═════ Material provided ═════

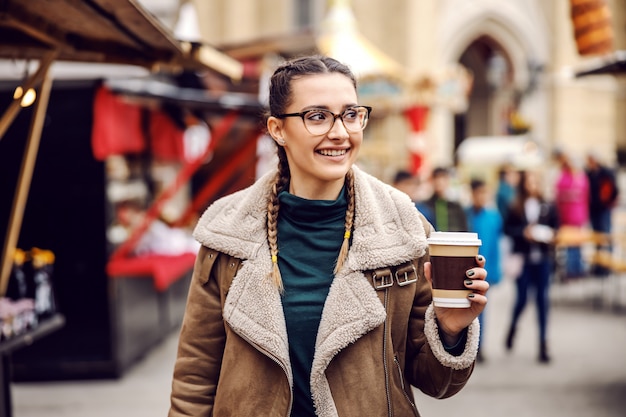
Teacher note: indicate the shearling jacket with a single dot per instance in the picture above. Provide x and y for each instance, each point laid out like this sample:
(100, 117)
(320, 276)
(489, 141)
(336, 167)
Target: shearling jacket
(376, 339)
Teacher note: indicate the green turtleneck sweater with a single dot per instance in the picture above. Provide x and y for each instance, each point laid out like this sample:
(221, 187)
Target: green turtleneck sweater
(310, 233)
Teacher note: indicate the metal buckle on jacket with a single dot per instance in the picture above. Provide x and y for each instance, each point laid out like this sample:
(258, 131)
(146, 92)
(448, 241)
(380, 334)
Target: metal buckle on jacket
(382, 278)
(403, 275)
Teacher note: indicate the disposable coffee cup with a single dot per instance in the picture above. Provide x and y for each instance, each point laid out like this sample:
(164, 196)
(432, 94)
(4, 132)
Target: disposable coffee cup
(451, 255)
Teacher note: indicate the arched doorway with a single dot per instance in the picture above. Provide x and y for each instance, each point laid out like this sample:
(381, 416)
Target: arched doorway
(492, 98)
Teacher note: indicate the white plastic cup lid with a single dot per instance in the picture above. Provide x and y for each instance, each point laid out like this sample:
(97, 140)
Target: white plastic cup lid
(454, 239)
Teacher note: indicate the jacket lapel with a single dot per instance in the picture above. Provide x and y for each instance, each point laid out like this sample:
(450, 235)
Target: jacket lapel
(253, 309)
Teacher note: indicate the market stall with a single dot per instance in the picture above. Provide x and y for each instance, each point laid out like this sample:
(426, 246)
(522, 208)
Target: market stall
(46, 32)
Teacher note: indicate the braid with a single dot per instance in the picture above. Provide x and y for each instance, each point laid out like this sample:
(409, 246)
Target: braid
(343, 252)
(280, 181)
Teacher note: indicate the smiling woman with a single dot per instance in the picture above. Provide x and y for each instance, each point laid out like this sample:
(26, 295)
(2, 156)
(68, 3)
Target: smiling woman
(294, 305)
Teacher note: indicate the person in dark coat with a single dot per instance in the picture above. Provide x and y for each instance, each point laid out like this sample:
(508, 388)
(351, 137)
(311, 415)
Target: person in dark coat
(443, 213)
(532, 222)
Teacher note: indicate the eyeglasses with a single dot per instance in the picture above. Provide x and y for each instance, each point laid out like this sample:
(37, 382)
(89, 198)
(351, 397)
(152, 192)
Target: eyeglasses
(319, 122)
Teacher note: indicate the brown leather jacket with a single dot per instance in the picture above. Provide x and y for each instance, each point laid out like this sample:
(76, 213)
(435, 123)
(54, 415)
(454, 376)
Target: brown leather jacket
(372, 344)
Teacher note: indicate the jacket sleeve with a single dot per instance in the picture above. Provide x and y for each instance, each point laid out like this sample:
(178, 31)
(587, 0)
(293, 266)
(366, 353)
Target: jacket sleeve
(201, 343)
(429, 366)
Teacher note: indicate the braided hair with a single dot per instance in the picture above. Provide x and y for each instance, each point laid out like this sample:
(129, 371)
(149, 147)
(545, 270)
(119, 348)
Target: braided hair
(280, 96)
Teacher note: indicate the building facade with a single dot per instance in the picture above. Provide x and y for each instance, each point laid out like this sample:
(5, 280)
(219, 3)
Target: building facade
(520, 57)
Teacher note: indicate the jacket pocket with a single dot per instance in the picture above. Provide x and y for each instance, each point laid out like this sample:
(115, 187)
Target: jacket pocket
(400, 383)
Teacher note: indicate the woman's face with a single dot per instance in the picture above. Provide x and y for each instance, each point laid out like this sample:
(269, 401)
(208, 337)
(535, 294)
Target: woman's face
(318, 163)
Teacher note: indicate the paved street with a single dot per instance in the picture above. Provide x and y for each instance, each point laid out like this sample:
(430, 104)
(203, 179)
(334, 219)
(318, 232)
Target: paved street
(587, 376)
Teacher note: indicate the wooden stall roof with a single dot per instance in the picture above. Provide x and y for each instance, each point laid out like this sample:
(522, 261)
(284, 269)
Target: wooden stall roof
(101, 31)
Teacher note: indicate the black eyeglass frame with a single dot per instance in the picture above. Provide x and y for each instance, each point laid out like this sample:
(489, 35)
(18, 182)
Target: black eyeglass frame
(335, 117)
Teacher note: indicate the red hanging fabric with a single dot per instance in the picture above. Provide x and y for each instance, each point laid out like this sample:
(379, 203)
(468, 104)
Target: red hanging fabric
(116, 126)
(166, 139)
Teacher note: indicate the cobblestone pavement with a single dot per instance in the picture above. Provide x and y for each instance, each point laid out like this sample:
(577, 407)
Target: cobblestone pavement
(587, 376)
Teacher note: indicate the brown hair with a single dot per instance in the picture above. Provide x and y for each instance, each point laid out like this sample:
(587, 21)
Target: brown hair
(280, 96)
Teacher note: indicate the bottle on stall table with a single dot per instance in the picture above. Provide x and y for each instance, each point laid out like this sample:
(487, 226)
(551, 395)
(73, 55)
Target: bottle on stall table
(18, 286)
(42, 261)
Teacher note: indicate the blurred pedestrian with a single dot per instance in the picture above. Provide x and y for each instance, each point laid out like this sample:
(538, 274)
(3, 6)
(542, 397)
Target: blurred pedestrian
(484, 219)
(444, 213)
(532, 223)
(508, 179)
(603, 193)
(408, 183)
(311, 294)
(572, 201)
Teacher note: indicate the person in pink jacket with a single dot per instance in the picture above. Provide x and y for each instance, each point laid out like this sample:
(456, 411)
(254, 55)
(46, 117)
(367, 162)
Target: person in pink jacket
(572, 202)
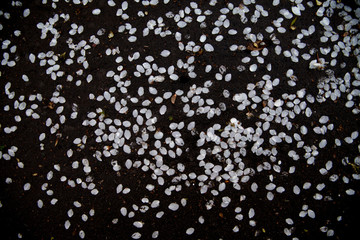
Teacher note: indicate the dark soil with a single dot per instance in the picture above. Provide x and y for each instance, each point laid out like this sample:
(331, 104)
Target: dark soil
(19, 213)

═════

Required work
Could you give back the full listing word for word, leaving out the images?

Exercise solution
Teacher note: indicate the shearling jacket with a single dot per instance in the picture above. Provide x and y for each instance, each point laid out like this sample:
(100, 117)
(320, 276)
(489, 141)
(336, 167)
Target: shearling jacket
(376, 339)
Teacher note: indicate the green turtleneck sweater with a single dot per instance in the picture above. Provide x and y for each instance, each point laid out like this sample:
(221, 187)
Target: green turtleneck sweater
(310, 233)
Teacher note: indicate the metal buckle on jacket with a single dot per instance in the picture above. Provide x and y for each instance, each point laid out like this sample:
(258, 131)
(146, 92)
(448, 241)
(380, 334)
Target: metal buckle on jacket
(382, 278)
(403, 275)
Teacher note: indicate the disposable coffee cup with a single dot per instance in the picture above. Provide x and y for each instance, each point laid out like this sample:
(164, 196)
(432, 94)
(4, 132)
Target: disposable coffee cup
(451, 255)
Teacher note: indicate the arched doorway with a single dot per instance in the picture above. Provide x and y for each instance, each point laid out like this sample:
(381, 416)
Target: arched doorway
(492, 98)
Teacher note: indicate the white plastic cup lid with a single dot per instance in the picture above. Provide x and y for each instance, each point laid out like this sample:
(97, 140)
Target: white plastic cup lid
(454, 239)
Teacher note: indicate the jacket lapel with a single dot per instance in the picture above. Provide x and y for each instance, each point laid out like this sample:
(450, 235)
Target: jacket lapel
(253, 309)
Teacher note: indicate the market stall with a single dot per instance in the picture above. Provide x and y for each instance, each point laid out like this sample:
(426, 246)
(522, 208)
Target: market stall
(46, 32)
Teacher note: indicate the braid with a single dot per instance in the picture above. Provide x and y for each instance, each point laid out like this sample:
(409, 246)
Target: braid
(343, 252)
(280, 181)
Teacher note: indicate the smiling woman with a single dot per instance in the picture above. Provide x and y for each instance, each point laid out like this sample:
(26, 295)
(2, 156)
(68, 3)
Target: smiling woman
(294, 305)
Teacher note: indicate the person in dark coat with a single dot per instance in the picture above. Provide x and y for each instance, each point laid out like this sample:
(508, 388)
(351, 137)
(311, 415)
Target: person in dark coat
(443, 213)
(532, 222)
Teacher note: indicate the eyeglasses with a single dot per instance in the picture above. Provide x and y for each instance, each point laid out like this sample:
(37, 382)
(89, 198)
(351, 397)
(152, 192)
Target: eyeglasses
(319, 122)
Teacher note: indicate the brown leather jacket with a single dot per instance in the picture above. Provide x and y for each instance, each point laid out like this sample:
(76, 213)
(435, 123)
(54, 415)
(454, 376)
Target: brown leather jacket
(372, 344)
Teacher note: indicate the jacket sleeve with a single dot per instance in the picture above. Provide x and y for each instance, each point laid out like this sample:
(178, 31)
(587, 0)
(293, 266)
(366, 353)
Target: jacket sleeve
(201, 343)
(429, 366)
Teacher note: indicate the braided hair with a single dot per instance in the picture above. Provide x and y for each instance, each point laid out like this sample:
(129, 371)
(149, 147)
(545, 270)
(119, 348)
Target: braided hair
(280, 96)
Teacher note: indicate the building facade with a single dot per instance in the picture above. Provide x and y for each instance, each point laid out like this sample:
(5, 280)
(219, 3)
Target: building facade
(520, 57)
Teacher note: indicate the jacket pocket with a single dot per instance in the picture above. Provide x and y for each instance, each point laid out like this sample:
(115, 187)
Target: jacket pocket
(400, 383)
Teacher note: indicate the woman's face with a single dot per instance in the picture above. Provide x and y for each instance, each point laid out like this sample:
(269, 401)
(208, 337)
(535, 294)
Target: woman's face
(318, 163)
Teacher note: indicate the paved street with a single dot per instance in the picture above. Provide x and y for each instance, each point laid out like this sample:
(430, 104)
(203, 179)
(334, 219)
(318, 232)
Target: paved street
(587, 376)
Teacher note: indicate the wooden stall roof with a single dot per instance in the picture above. Provide x and y for each instance, each point laid out like this sample:
(522, 261)
(284, 269)
Target: wooden stall roof
(101, 31)
Teacher note: indicate the black eyeglass frame with a single dot per instance in the picture above. Provide x and y for each instance, each point laid out like this sample:
(489, 35)
(18, 182)
Target: black eyeglass frame
(335, 117)
Teacher note: indicate the red hanging fabric with a single dot per instance in the picture above. Provide x and y for each instance, each point laid out like this sample:
(379, 203)
(468, 104)
Target: red hanging fabric
(116, 126)
(166, 139)
Teacher note: indicate the cobblestone pavement with a single dot per instance in the picture above. Provide x and y for each instance, each point laid out like this sample:
(577, 407)
Target: cobblestone pavement
(587, 376)
Teacher note: indicate the brown hair with a single dot per instance in the picture above. Provide x and y for each instance, each point laid out like this sample:
(587, 21)
Target: brown hair
(280, 96)
Teacher note: indicate the bottle on stall table with a single dot per instance in the picture above. Provide x and y for each instance, each point laid out like this sample:
(487, 226)
(551, 395)
(73, 55)
Target: bottle on stall table
(18, 286)
(42, 261)
Teacher note: indicate the blurred pedestrian with a single dot per instance in the picture above. Provide x and y for each instance, each point laid out like this sample:
(538, 274)
(3, 6)
(542, 397)
Target: blurred pedestrian
(484, 219)
(444, 213)
(532, 223)
(508, 179)
(603, 193)
(408, 183)
(311, 294)
(572, 201)
Teacher note: indicate the person in pink jacket with a single dot per instance in the picture above. Provide x and y for each instance, each point laid out like this sample:
(456, 411)
(254, 55)
(46, 117)
(367, 162)
Target: person in pink jacket
(572, 202)
Teacher note: indicate the dark soil with a single dot per instance in the picture above. Provide x and y for each instance, each point laid out like this sample:
(331, 104)
Target: dark soil
(19, 213)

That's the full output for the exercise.